Provided text |
[start]

201 C-Town LLC v. City of N.Y.

Citation206 A.D.3d 1398,171 N.Y.S.3d 235
Decision Date23 June 2022
Docket Number532888
Parties In the Matter of 201 C–TOWN LLC, Respondent, v. CITY OF ITHACA, New York, et al., Appellants.
CourtNew York Supreme Court — Appellate Division

Aaron O. Lavine, City Attorney, Ithaca (Victor J. Kessler of counsel), for appellants.

Weaver Mancuso Brightman PLLC, Rochester (John A. Mancuso of counsel), for respondent.

Before: Egan Jr., J.P., Lynch, Aarons, Reynolds Fitzgerald and Ceresia, JJ.

MEMORANDUM AND ORDER

Egan Jr., J.P.

Appeals from an order and a judgment of the Supreme Court (McBride, J.), entered February 10, 2021 and April 2, 2021 in Tompkins County, which, among other things, in a combined proceeding pursuant to CPLR article 78 and action for declaratory judgment, granted petitioner's cross motion for summary judgment.

Petitioner owns real property (hereinafter the subject property) in a densely developed area of the City of Ithaca, Tompkins County upon which, in 2015, plans were developed to construct a 44–unit apartment building (hereinafter the project). In 2016, the Planning and Development Board for respondent City of Ithaca granted preliminary, then final, site plan approval for the project. As the site plan contemplated, among other things, the use of adjacent Bool Street as a construction staging and crane set up area, as well as sidewalk closures, site plan approval was conditioned upon the acquisition of a street permit from the City authorizing the obstructions in municipal rights-of-way. Petitioner's contractor submitted a street permit application to the City's Department of Public Works in October 2016 that included a work site plan reflecting the obstructions that would be caused by the project. In January 2017, following payment of a $50 application fee, the permit was issued.

In February 2017, in response to public complaints and concerns about public safety caused by multiple construction projects obstructing municipal rights-of-way, respondent Board of Public Works of the City of Ithaca (hereinafter the Board) adopted a new fee schedule for street permits in an effort to encourage permit holders to minimize their municipal right-of-way usage. The new schedule required, among other things, permit holders to pay:

1. a $5 daily fee for each obstructed parking space in a municipal right-of-way without parking meters or a pay station;
2. a $20 daily fee for each obstructed parking space in a municipal right-of-way with parking meters or a pay station;
3. a fee for closing a sidewalk in residential areas of $100 per week;
4. a fee for closing a sidewalk in other areas of $200 per week if the sidewalk were diverted into an adjacent parking lane and $500 per week if pedestrians were detoured to the opposite side of the street;
5. a $50 per day fee for closing a traffic lane; and
6. a $100 per day fee for closing an entire street.

[end]

Material provided |
[start]

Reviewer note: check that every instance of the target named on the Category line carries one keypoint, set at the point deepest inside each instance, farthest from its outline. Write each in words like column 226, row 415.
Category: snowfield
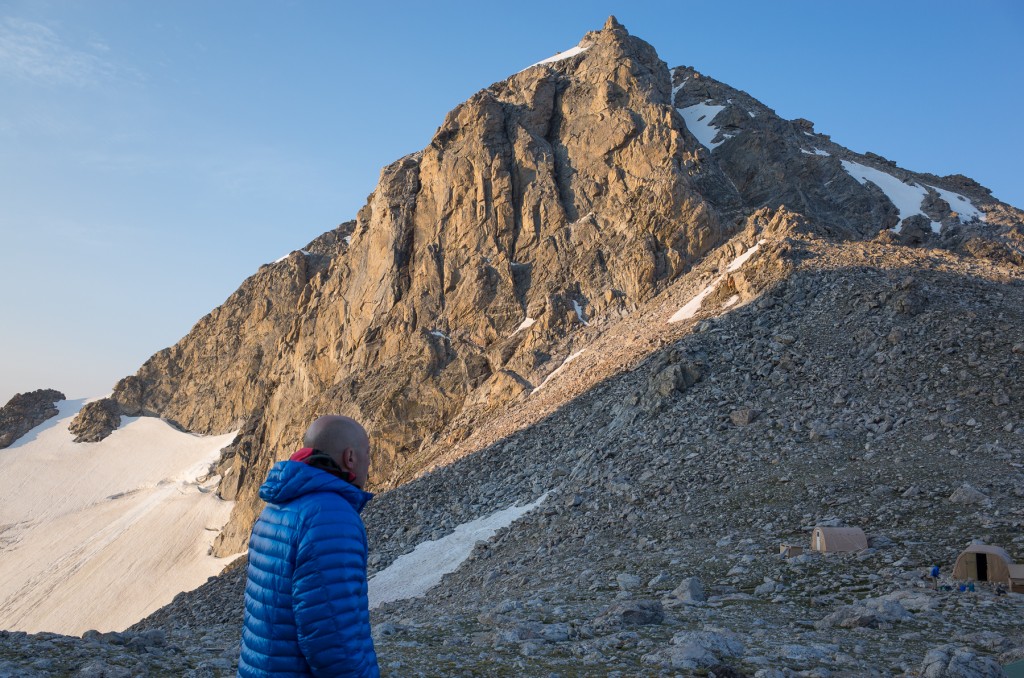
column 99, row 535
column 413, row 575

[end]

Set problem |
Answer these from the court decision:
1. How many units was the planned apartment building to have?
2. What application fee was paid before the street permit was issued in January 2017?
3. Under the new fee schedule, what is the fee for closing an entire street?

Solution below |
1. 44 units
2. $50
3. $100 per day